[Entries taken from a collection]
- Opening Delimiter -
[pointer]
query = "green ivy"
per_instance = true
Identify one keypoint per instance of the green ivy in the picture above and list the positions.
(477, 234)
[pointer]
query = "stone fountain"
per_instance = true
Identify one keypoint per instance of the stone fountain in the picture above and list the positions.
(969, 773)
- Closing Delimiter -
▸ Task description
Your answer should be all lines from the data that contain "query".

▸ Answer for this exercise
query = "green ivy"
query = "stone fountain"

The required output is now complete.